== Exercise objective ==
Copy the entries from the start through the line holding "(1204, 495)", inclusive, swapping "rusted car body" for "corroded car body" and changing nothing else. Leave the pictures out.

== Task input ==
============

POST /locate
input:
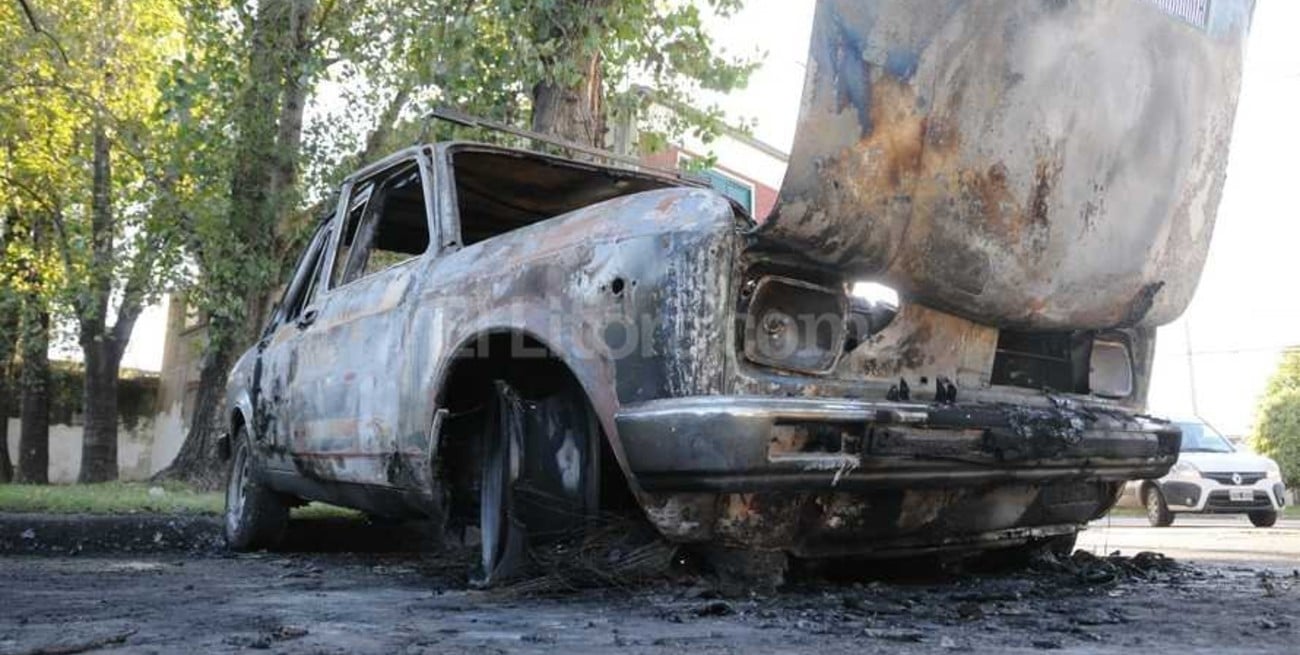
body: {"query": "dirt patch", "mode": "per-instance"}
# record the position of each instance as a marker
(420, 603)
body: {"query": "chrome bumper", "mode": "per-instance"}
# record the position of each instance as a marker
(755, 443)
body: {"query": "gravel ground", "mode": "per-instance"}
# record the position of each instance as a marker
(203, 601)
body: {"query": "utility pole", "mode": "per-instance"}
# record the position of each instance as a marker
(1191, 365)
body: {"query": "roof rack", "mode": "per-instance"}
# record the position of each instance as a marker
(488, 124)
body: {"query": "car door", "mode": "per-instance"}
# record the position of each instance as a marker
(350, 356)
(274, 373)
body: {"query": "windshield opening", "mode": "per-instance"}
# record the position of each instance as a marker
(1203, 438)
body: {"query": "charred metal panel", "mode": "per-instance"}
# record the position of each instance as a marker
(1039, 164)
(625, 293)
(924, 343)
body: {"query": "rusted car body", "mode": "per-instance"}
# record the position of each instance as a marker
(579, 326)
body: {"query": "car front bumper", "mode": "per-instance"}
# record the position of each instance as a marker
(848, 477)
(750, 443)
(1204, 495)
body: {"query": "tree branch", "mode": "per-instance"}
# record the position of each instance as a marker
(38, 29)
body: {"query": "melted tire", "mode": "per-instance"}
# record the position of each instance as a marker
(256, 517)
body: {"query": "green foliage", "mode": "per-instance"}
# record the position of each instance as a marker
(1277, 424)
(60, 86)
(128, 498)
(486, 57)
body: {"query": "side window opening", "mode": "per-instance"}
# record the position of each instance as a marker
(302, 287)
(386, 225)
(498, 192)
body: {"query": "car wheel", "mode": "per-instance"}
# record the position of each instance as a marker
(256, 516)
(1265, 519)
(1157, 512)
(538, 480)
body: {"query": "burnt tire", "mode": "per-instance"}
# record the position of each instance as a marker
(256, 517)
(540, 477)
(1157, 511)
(1266, 519)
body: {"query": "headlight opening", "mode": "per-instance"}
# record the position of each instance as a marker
(794, 325)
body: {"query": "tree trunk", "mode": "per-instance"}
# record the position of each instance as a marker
(99, 442)
(9, 313)
(100, 350)
(34, 441)
(5, 463)
(198, 462)
(267, 150)
(568, 100)
(576, 112)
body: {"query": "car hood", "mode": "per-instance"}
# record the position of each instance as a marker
(1226, 462)
(1023, 164)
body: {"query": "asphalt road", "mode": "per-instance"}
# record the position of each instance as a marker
(1233, 590)
(1204, 538)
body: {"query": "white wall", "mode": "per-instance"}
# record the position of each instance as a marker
(137, 455)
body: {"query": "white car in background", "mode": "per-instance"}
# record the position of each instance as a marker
(1212, 476)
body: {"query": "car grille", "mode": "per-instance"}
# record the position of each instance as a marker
(1226, 478)
(1221, 500)
(1195, 12)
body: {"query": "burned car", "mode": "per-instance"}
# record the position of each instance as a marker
(516, 342)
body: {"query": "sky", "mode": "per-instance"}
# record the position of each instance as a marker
(1243, 313)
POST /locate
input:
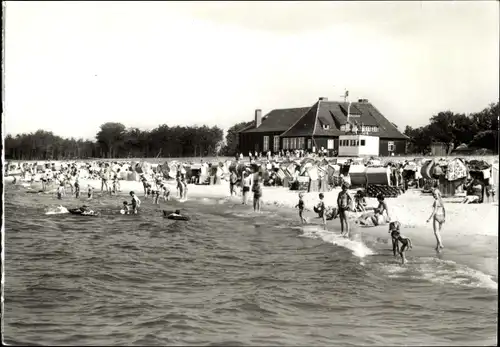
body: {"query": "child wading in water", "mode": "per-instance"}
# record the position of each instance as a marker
(125, 208)
(60, 191)
(439, 215)
(135, 202)
(77, 188)
(344, 202)
(300, 205)
(257, 194)
(394, 230)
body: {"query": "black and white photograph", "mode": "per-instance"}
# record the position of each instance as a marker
(237, 173)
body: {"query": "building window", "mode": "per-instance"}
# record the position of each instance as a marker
(276, 143)
(390, 146)
(266, 143)
(329, 144)
(302, 143)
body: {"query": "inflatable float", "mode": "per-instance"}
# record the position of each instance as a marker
(175, 215)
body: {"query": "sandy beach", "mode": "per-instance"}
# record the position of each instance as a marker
(411, 209)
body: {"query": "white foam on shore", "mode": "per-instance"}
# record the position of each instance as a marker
(57, 210)
(355, 245)
(441, 272)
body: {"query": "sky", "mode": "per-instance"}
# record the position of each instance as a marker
(72, 66)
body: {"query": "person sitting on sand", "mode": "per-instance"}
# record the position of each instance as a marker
(360, 201)
(136, 203)
(300, 205)
(166, 192)
(376, 217)
(344, 202)
(439, 216)
(397, 238)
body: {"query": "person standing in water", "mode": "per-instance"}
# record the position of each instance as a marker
(300, 206)
(438, 215)
(77, 188)
(344, 202)
(135, 202)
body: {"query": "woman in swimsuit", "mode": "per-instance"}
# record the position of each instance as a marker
(439, 215)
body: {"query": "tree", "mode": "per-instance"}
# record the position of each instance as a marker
(231, 147)
(111, 136)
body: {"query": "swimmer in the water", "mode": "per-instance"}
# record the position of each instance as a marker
(136, 203)
(394, 230)
(60, 191)
(156, 196)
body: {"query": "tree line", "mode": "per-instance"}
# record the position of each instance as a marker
(114, 140)
(476, 130)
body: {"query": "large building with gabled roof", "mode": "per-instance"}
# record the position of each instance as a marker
(319, 126)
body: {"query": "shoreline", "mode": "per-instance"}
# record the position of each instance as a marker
(411, 209)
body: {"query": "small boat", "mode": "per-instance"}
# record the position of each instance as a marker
(175, 215)
(80, 212)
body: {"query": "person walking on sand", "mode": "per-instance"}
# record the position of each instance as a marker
(438, 215)
(233, 178)
(344, 202)
(300, 206)
(247, 183)
(321, 209)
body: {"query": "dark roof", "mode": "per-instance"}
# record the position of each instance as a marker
(277, 120)
(334, 114)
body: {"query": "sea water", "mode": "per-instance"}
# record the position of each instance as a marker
(233, 277)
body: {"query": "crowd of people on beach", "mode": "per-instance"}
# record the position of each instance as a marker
(245, 183)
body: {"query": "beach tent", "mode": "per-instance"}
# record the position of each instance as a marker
(357, 174)
(378, 175)
(456, 170)
(494, 176)
(426, 169)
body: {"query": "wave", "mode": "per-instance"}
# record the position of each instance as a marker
(440, 271)
(57, 210)
(355, 245)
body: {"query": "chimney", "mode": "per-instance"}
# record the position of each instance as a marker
(258, 117)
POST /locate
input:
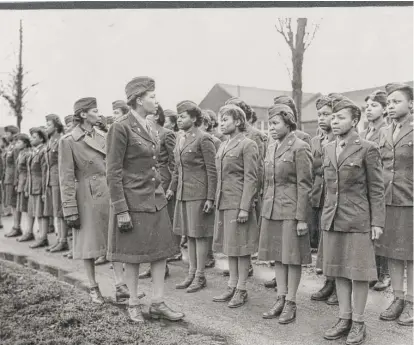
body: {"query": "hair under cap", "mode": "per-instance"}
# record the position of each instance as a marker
(84, 104)
(138, 86)
(186, 106)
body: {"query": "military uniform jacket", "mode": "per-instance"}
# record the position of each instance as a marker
(397, 159)
(52, 153)
(318, 188)
(166, 161)
(36, 171)
(195, 175)
(288, 180)
(237, 164)
(133, 178)
(354, 199)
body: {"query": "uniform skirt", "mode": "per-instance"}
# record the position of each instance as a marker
(349, 255)
(36, 206)
(397, 240)
(151, 238)
(22, 202)
(232, 238)
(279, 242)
(53, 202)
(190, 220)
(10, 196)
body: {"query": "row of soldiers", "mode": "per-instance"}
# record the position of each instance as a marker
(160, 176)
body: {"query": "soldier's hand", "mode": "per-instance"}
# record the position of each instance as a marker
(124, 222)
(302, 228)
(376, 232)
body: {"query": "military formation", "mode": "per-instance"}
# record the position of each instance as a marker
(134, 187)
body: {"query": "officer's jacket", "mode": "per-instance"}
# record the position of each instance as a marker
(237, 164)
(318, 188)
(22, 169)
(36, 171)
(133, 178)
(354, 199)
(166, 161)
(195, 175)
(52, 154)
(397, 159)
(288, 180)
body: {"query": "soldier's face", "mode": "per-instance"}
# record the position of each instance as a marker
(398, 105)
(342, 122)
(373, 110)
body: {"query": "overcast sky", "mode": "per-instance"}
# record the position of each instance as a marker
(79, 53)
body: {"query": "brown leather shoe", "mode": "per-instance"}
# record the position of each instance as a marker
(197, 284)
(162, 311)
(324, 293)
(270, 284)
(277, 308)
(26, 237)
(341, 329)
(394, 311)
(406, 317)
(226, 296)
(288, 314)
(40, 244)
(357, 333)
(239, 299)
(60, 247)
(186, 283)
(135, 314)
(96, 296)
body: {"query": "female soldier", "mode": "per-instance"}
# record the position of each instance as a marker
(23, 144)
(236, 231)
(83, 188)
(284, 232)
(375, 111)
(195, 159)
(140, 227)
(53, 200)
(396, 146)
(353, 216)
(35, 186)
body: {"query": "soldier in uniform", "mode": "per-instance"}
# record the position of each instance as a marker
(352, 218)
(284, 235)
(396, 146)
(140, 227)
(194, 183)
(236, 231)
(84, 192)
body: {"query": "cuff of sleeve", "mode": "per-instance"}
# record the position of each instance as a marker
(120, 206)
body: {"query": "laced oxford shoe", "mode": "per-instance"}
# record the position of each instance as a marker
(288, 314)
(162, 311)
(96, 296)
(324, 293)
(60, 247)
(186, 283)
(226, 296)
(357, 333)
(197, 284)
(406, 317)
(277, 308)
(238, 299)
(270, 284)
(135, 314)
(341, 329)
(394, 311)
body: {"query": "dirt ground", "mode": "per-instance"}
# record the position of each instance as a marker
(37, 309)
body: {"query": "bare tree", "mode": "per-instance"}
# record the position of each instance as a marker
(15, 91)
(298, 43)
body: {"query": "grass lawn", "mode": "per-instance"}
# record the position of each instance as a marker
(37, 309)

============

== Exercise solution ==
POST /locate
input:
body: {"query": "dirt patch", "mode": "per-instance"}
# record the position of each instance as a marker
(420, 603)
body: {"query": "chrome bumper", "mode": "per-instance"}
# record the position of each instance as a marker
(755, 443)
body: {"query": "gravel ground", "mode": "per-instance"}
# record the position of each instance as a marker
(203, 601)
body: {"query": "utility pole", "mode": "per-instance"}
# record the position of each instance as a marker
(1191, 365)
body: {"query": "roof rack", "mode": "per-instance"}
# record the position of each instance as a marker
(488, 124)
body: {"query": "car door", "mode": "per-instance"}
# record the position of each instance as a marker
(350, 356)
(274, 373)
body: {"query": "windshield opening", "mode": "per-instance"}
# record the position of each instance as a marker
(1203, 438)
body: {"query": "charred metal panel", "mode": "per-instance"}
# record the position of each instance as a marker
(1039, 164)
(625, 293)
(924, 343)
body: {"query": "corroded car body", "mode": "per-instance"}
# record the position of each instance as a marker
(579, 326)
body: {"query": "car front bumper", "mode": "per-instance"}
# record the position of each instance as a marker
(848, 477)
(750, 443)
(1204, 495)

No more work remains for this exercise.